Objective: Reproduce the stretch of the records from their beginning through the line containing "column 14, row 47" verbatim, with both ends included. Leave the pictures out of your output.
━━ Source records
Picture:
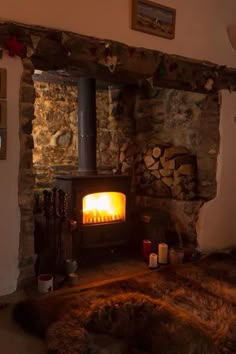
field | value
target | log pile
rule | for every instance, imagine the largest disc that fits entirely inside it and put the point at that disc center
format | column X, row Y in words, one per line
column 161, row 171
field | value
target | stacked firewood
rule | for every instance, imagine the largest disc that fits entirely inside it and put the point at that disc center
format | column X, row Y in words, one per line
column 162, row 171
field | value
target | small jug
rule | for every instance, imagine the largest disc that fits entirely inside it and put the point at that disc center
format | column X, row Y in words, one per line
column 71, row 266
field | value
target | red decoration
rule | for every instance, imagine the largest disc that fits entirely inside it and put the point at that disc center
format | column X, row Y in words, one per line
column 147, row 245
column 14, row 47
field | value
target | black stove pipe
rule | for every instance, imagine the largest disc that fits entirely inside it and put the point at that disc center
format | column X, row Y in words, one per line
column 87, row 126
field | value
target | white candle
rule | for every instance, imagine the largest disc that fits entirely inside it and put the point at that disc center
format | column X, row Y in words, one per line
column 152, row 260
column 163, row 253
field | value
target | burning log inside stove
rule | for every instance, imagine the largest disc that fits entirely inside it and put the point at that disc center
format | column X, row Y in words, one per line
column 103, row 207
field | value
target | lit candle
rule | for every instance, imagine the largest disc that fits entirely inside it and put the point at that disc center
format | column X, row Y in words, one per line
column 147, row 244
column 152, row 260
column 163, row 253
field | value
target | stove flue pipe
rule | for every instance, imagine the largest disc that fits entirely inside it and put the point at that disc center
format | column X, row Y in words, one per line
column 87, row 132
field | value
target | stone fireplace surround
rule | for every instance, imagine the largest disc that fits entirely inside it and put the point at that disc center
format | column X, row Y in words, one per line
column 209, row 114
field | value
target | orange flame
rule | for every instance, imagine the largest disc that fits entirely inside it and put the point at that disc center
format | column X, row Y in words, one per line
column 103, row 207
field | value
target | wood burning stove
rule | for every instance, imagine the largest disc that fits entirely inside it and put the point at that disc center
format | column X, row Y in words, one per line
column 106, row 222
column 98, row 204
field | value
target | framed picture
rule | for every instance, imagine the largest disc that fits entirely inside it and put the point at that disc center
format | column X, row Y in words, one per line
column 3, row 114
column 3, row 144
column 153, row 18
column 3, row 83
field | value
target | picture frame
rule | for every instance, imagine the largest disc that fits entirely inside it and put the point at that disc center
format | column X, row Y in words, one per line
column 3, row 144
column 3, row 114
column 3, row 83
column 152, row 18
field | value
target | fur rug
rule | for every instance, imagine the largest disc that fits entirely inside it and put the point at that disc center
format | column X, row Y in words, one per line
column 180, row 309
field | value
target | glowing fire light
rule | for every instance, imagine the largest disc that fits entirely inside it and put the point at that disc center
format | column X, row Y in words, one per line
column 103, row 207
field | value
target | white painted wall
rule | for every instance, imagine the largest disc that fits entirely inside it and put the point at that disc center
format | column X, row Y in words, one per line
column 200, row 24
column 200, row 34
column 9, row 168
column 217, row 222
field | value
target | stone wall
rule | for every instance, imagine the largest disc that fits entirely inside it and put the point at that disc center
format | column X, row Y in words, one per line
━━━━
Output below:
Picture:
field | value
target | log pile
rule | for every instance, imagine the largest disc that fits entirely inside it and put the point at that disc center
format | column X, row Y in words, one per line
column 161, row 171
field | value
target | stacked firewood
rule | for every instance, imagine the largest disc that fits entirely inside it and put the point at that disc center
format | column X, row Y in words, one per line
column 162, row 171
field | value
target | small jug
rule | for every instance, imagine the largest disc that fits entirely inside it and put the point at that disc center
format | column X, row Y in words, one per line
column 71, row 266
field | value
target | red decoration
rule | for every instance, imagine the largest disc that fits entirely inside it and put the point at that disc center
format | column X, row Y in words, one per line
column 147, row 245
column 14, row 47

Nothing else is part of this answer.